> Action item
Reproduce every line that appears below, precisely and completely.

------ Input data ------

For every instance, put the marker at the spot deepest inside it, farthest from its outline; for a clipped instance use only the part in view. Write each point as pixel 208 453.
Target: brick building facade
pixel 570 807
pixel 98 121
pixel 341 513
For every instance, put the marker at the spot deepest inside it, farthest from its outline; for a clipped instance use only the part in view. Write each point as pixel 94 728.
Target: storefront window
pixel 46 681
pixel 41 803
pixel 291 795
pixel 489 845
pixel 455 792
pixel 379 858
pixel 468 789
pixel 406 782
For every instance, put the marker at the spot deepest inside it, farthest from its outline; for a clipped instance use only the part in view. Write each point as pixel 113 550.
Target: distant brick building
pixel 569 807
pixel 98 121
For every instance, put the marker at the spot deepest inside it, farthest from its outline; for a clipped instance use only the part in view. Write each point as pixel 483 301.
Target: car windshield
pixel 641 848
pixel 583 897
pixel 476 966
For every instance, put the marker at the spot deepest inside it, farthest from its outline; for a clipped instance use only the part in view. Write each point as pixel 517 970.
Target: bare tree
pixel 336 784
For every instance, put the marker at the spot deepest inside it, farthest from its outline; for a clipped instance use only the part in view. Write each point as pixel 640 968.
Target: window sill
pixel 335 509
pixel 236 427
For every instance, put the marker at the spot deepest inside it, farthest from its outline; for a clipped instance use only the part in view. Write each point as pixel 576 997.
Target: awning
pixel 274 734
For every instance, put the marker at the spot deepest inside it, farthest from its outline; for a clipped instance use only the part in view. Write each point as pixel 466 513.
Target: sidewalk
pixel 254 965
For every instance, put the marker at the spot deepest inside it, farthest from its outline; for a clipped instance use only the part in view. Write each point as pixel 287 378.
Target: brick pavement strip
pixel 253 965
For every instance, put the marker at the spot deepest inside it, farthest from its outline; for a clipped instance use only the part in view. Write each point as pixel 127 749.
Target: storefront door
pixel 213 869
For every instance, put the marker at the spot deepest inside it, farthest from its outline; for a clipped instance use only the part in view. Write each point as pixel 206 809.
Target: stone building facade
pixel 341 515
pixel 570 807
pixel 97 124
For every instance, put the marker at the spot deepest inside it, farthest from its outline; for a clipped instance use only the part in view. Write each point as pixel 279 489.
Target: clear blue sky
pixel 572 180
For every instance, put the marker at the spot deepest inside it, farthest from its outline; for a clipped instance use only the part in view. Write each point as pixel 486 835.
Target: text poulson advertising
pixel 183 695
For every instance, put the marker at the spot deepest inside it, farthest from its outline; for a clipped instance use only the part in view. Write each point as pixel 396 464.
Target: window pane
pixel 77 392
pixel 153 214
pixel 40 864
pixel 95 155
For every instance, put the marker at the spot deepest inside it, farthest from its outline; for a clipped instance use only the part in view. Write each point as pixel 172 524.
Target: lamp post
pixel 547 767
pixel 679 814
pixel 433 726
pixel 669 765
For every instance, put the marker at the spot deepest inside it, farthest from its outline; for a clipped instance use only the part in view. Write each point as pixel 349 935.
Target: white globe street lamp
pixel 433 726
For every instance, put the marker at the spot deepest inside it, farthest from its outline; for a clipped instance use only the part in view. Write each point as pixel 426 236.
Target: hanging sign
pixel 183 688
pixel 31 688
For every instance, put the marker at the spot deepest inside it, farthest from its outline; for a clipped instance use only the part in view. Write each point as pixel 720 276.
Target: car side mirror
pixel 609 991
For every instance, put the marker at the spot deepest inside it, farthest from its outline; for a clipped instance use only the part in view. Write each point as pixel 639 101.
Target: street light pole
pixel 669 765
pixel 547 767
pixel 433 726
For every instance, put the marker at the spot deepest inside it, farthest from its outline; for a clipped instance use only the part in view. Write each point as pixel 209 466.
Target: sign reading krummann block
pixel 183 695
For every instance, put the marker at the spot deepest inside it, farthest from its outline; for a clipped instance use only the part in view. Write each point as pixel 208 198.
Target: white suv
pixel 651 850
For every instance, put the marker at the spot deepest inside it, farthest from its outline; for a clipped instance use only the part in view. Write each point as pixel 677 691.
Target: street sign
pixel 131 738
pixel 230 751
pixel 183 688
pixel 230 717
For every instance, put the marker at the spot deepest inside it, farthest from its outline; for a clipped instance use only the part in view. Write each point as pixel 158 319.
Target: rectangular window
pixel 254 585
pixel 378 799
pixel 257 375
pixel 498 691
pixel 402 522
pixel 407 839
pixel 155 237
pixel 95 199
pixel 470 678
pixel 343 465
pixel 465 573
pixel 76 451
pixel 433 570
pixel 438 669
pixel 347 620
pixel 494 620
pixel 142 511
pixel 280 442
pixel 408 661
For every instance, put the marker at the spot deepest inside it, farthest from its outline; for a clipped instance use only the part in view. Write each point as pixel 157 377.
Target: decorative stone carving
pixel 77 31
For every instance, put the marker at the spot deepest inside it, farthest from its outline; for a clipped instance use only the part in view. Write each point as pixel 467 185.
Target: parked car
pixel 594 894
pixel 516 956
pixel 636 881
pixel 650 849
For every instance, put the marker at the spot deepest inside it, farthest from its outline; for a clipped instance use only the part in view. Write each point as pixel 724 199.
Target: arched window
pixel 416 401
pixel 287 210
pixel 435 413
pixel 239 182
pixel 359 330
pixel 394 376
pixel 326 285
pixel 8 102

------

> Response
For every instance, put the marker at the spot deepest inside it, farthest from its outline; for a clipped instance use only the part in view. Write each point as pixel 208 453.
Target: brick building facade
pixel 570 807
pixel 98 121
pixel 341 513
For every instance, put the marker at the spot deepest inside it, farthest from its outline; for a clipped instance use only the part in view. Write each point as pixel 94 728.
Target: storefront window
pixel 46 681
pixel 41 803
pixel 291 795
pixel 489 845
pixel 455 792
pixel 379 858
pixel 468 789
pixel 406 782
For every instance, put the marker at the spot deepest inside it, farthest from its outline; for a clipped instance use only the part in view. Write each point as pixel 113 550.
Target: distant brick building
pixel 569 807
pixel 98 121
For every instance, put the marker at the spot deepest inside it, farthest from its outline; for a clipped instance use only the part in view. Write each point as pixel 483 301.
Target: car windshield
pixel 641 848
pixel 583 897
pixel 476 966
For every instance, put the marker at the spot deepest inside it, farthest from its outline; for a clipped instance use only the part in view. Write each point as pixel 517 970.
Target: bare tree
pixel 336 784
For every instance, put the marker at the spot deepest inside it, farthest from its outline; for a clipped instance use only the part in view. Write each point as pixel 640 968.
Target: window sill
pixel 335 509
pixel 236 427
For every instance, put the marker at the spot deepest inside it, farthest from its outline; for a clipped instance use only the part in view. Write each point as pixel 576 997.
Target: awning
pixel 274 734
For every instance, put the marker at the spot deepest inside it, farthest from its outline; for a clipped instance use only the part in view. Write each point as pixel 466 513.
Target: sidewalk
pixel 254 965
For every instance, put the marker at the spot deepest inside it, farthest from its outline; for a clipped instance use only the part in view. Write each point as pixel 287 378.
Target: brick pavement strip
pixel 253 965
For every instance, put the marker at the spot deepest inside it, farthest from its outline; for a clipped instance use only the part in view. Write each point as pixel 127 749.
Target: storefront door
pixel 213 869
For every instance, put the marker at the spot deepest inside it, farthest from its outline; for a clipped instance use only the part in view. Write each point as pixel 206 809.
Target: stone building facade
pixel 341 515
pixel 570 807
pixel 97 124
For every instance, put the marker at the spot deepest inside it, farthest from its outline; for a clipped instance use only the part in view. Write each point as pixel 279 489.
Target: clear blue sky
pixel 572 180
For every instance, put the marker at the spot deepest inside it, farthest from its outline; for a clipped instance use only the part in view. Write each point as pixel 486 835.
Target: text poulson advertising
pixel 183 695
For every instance, put the marker at the spot deepest inside it, farthest from its outline; for a clipped instance use only the part in view. Write each point as pixel 396 464.
Target: window pane
pixel 77 392
pixel 153 214
pixel 40 864
pixel 95 155
For every instance, put the marker at the spot deepest inside it, farthest from its outline; for a clipped instance use only the part in view. Write each point as pixel 172 524.
Target: lamp post
pixel 547 767
pixel 679 814
pixel 433 726
pixel 669 765
For every instance, put the marker at the spot deepest inside it, farthest from its outline; for a clipped instance use only the part in view. Write each point as pixel 349 935.
Target: white globe street lamp
pixel 433 726
For every instance, put the marker at the spot deepest inside it, farthest from its outline; for a clipped instance use only the part in view. Write each point as pixel 426 236.
Target: hanging sign
pixel 183 688
pixel 31 688
For every instance, put the marker at the spot deepest inside it, farthest from its outline; for a clipped instance use only the part in view. Write each point as pixel 720 276.
Target: car side mirror
pixel 609 991
For every instance, put the marker at the spot deepest inside it, farthest from its outline; for a clipped instance use only the part in view. Write each point as pixel 639 101.
Target: street light pole
pixel 669 765
pixel 547 767
pixel 433 726
For every instance, put the marker at the spot deepest inside it, farthest from its outline; for a clipped instance use only the part in view. Write each point as pixel 209 466.
Target: sign reading krummann block
pixel 183 695
For every instance, put the marker at the spot deepest inside it, farthest from its outline; for a clipped instance use only the part in view. Write each point as pixel 208 198.
Target: white suv
pixel 651 850
For every instance, put the marker at the spot deepest inside it, farthest from its outline; for a clipped instance use only the part in view. Write each point as pixel 677 691.
Target: street sign
pixel 131 738
pixel 230 751
pixel 183 688
pixel 230 717
For every instance, put the marker at the spot deepest inside it, farthest from its outline; for a clipped instance use only the part in view. Write each point as pixel 158 319.
Target: rectangular window
pixel 254 585
pixel 378 799
pixel 257 375
pixel 498 691
pixel 402 522
pixel 407 839
pixel 155 237
pixel 95 199
pixel 470 678
pixel 343 465
pixel 465 573
pixel 76 451
pixel 433 570
pixel 438 669
pixel 347 620
pixel 494 620
pixel 142 511
pixel 280 442
pixel 408 661
For every instance, put the marker at the spot deepest inside it, farthest from its outline; for a clipped instance use only the part in view. Write each point as pixel 157 377.
Target: decorative stone carving
pixel 77 31
For every instance, put the marker at the spot deepest inside it, farthest from its outline; for a clipped instance use only the part in view. Write each point as pixel 467 185.
Target: parked car
pixel 594 894
pixel 516 956
pixel 636 881
pixel 650 849
For every instance, put the marker at the spot deepest inside it, farthest from its outline; for a clipped instance use only the part in view. Write each point as pixel 724 199.
Target: arched window
pixel 416 401
pixel 287 210
pixel 435 413
pixel 239 182
pixel 359 330
pixel 394 376
pixel 326 285
pixel 8 102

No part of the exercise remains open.